When Mwatabu Okantah arrived at Kent State University in September 1970, he was an 18-year-old freshman from New Jersey, walking onto a campus that had reopened just months after the National Guard killed four students. The young man was trying to find out his identity – and he figured that out here.
By 1975, Okantah had changed his name from Wilbur Thomas Smith Jr. to “Mwatabu,” meaning “born in a time of tribulation” in Swahili, “Okantah,” meaning “breaker of rock” in the Ga language of Ghana. By now, he has been Mwatabu Okantah far longer than he was Wilbur Smith Jr.
“I’m a born-again African,” Okantah said. “It was a spiritual, cultural awakening.”
He earned his bachelor’s degree from Kent State in 1976 and began teaching in the Africana Studies department that same fall as a graduate assistant.
At 73 years old, Okantah will officially retire on June 1 as professor and chair of the Department of Africana Studies – he has been teaching for 50 years.

Okantah’s path to chairmanship is not a typical faculty story. He did not arrive at Kent State as a scholar. He arrived as a student activist. Shortly after enrolling, he was recruited into Black United Students, the student organization whose 1968 walkout had forced the university to negotiate the creation of a Black Studies program, a Black cultural center and the hiring of more Black faculty and staff.
“I was groomed by upperclassmen who had participated in the 1968 walkout,” he said, “I was mesmerized and in absolute awe of the militant group spirit they exuded.”
He was swept up into something already in motion, and he rode that wave throughout his whole career.
After earning a master’s degree in creative writing from the City College of New York in 1982 and teaching at institutions such as Rutgers University and Cleveland State University, he returned to Kent State as a faculty member in 1991.
He rose to professor, then chair. The student who once demanded the department became the man running it.
Felix Kumah-Abiwu, associate professor and founding director of the Center for African Studies at Kent State, has worked alongside Okantah for 11 years.
“His ideas and values helped the department to experience growth after he came back in the 1990s as a faculty member,” Kumah-Abiwu said. “That’s a remarkable achievement and an inspiring story about his professional journey.”
Students have long called Okantah “Baba” – a Yoruba word for father or respected elder. It is not a nickname that he gave himself, but one that was earned over decades.
In both the classroom and outside the classroom, he gave his students what it means to study and know their “history, culture, identity and self-worth,” Kumah-Abiwu said.
Okantah taught “The Black Experience” for years – most of his students were white.

#### [Raw data]
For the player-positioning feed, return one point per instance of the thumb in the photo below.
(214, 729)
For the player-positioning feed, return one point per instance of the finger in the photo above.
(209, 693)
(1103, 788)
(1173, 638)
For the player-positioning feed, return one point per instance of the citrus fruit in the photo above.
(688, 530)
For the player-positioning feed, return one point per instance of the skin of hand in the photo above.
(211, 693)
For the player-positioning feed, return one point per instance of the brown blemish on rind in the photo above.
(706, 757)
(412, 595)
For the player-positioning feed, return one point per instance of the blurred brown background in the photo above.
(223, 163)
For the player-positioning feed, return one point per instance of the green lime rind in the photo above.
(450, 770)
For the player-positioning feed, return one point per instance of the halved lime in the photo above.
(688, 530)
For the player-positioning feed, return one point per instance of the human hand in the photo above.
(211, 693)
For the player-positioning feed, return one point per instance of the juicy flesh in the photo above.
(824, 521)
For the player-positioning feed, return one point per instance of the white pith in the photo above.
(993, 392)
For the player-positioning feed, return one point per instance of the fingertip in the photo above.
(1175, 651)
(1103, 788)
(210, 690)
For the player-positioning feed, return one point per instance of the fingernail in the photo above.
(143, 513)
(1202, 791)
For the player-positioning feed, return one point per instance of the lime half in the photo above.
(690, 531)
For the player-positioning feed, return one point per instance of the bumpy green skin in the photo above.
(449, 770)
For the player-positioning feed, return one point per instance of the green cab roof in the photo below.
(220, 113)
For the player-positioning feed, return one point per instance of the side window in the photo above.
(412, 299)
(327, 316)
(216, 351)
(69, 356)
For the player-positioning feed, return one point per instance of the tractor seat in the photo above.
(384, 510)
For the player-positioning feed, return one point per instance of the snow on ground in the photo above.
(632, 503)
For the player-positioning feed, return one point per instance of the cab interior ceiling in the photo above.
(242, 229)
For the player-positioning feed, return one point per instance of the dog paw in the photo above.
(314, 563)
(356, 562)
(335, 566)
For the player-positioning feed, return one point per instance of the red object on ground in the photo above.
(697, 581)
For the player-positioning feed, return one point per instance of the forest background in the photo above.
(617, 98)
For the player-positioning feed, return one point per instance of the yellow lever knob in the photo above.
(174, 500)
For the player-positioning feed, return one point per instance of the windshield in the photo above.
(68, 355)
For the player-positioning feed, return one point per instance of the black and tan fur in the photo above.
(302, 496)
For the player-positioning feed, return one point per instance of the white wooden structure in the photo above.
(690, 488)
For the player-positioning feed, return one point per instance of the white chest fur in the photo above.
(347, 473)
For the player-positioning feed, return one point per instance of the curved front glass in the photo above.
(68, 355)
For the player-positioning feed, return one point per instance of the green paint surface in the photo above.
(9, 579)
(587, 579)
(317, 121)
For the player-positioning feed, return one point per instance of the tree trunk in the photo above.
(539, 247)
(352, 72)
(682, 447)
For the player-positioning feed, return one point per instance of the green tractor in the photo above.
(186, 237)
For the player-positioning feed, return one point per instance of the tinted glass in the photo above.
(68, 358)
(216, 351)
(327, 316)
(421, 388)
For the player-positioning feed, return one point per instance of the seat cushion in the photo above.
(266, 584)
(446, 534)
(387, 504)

#### [Exercise instructions]
A - Based on the article about Mwatabu Okantah, decide whether each statement agrees with it, answering yes or no and quoting the words that settle it: (i) Okantah came to Kent State as an 18-year-old freshman from New Jersey. (ii) Okantah returned to Kent State as a faculty member in 1982. (iii) Okantah gave himself the nickname "Baba."
B - In the article about Mwatabu Okantah, what does the name "Okantah" mean, and in what language?
C - Continue the article about Mwatabu Okantah, picking up after its final sentence.

#### [Written answers]
A -
(i) Yes: "he was an 18-year-old freshman from New Jersey"
(ii) No: "he returned to Kent State as a faculty member in 1991"
(iii) No: "It is not a nickname that he gave himself"

B - It means "breaker of rock" in the Ga language of Ghana.

C -
“Students were taking the Black Experience courses because they felt that there were aspects of the American story that had not been shared with them,” he said.
He taught three generations of one family – a grandmother, a mother and a grandchild. He has former students whose children have now sat in his classroom.
“I truly believe that a teacher is only as good as our students allow us to teach them,” Okantah said. “And so I’ve been very blessed in that regard.”
But some of his most powerful moments with students happened far outside of northeast Ohio.
As director of the Ghana Study Abroad Program since 2016, Okantah took students and community members to ancestral lands on the African continent.
He and Kumah-Abiwu led one such trip together in 2017. Okantah said watching students respond to what they were seeing and feeling there, was among the highest points of his entire career.
“On those trips,” Okantah said, “I want to do for those people what the people who took me to Africa for the first time did for me.”
In 2019, he took a group of students to Ghana during the government’s “Year of the Return” – a celebration marking 400 years since the first Africans arrived in what became the United States. He described the experience as extraordinary.
“There were people from the diaspora – from Belize, Canada, the UK, Jamaica, Cuba, Brazil,” he said. “And there we were all together, sharing our stories, and literally embracing our diversity. It was extremely powerful.”
But at 73, even the most devoted teacher reaches a point where they have to turn the page to the next chapter.
Okantah is clear as to why this is happening now. He is 73. He has dreams he has not yet chased. There are things he and his wife have wanted to do now that their children are grown.

He is still a poet, percussionist and performer. He is completing a prose work called “The View from Stono,” which draws on his travels through the American South and the 1739 Stono Rebellion in South Carolina.
Retirement, he said, is not an ending. It is a different kind of beginning.
Okantah embraces the identity of a griot – a West African oral historian and keeper of communal memory.
“For me, you don’t retire from that,” he said, “You just continue to do that.”
Still, the backdrop against which he is leaving is impossible to ignore.
Ohio Senate Bill 1, signed into law in March 2025 and effective June 2025, banned DEI programs at public universities, prohibited faculty strikes and introduced oversight of classroom instruction.
Kent State closed three identity-based support centers and eliminated 19 undergraduate degree programs, one of them being the Bachelor of Arts in Africana Studies. Applications to the degree stopped being accepted this spring.
Due to SB1 policies, the department Okantah spent his career building will no longer offer the degree that defined it.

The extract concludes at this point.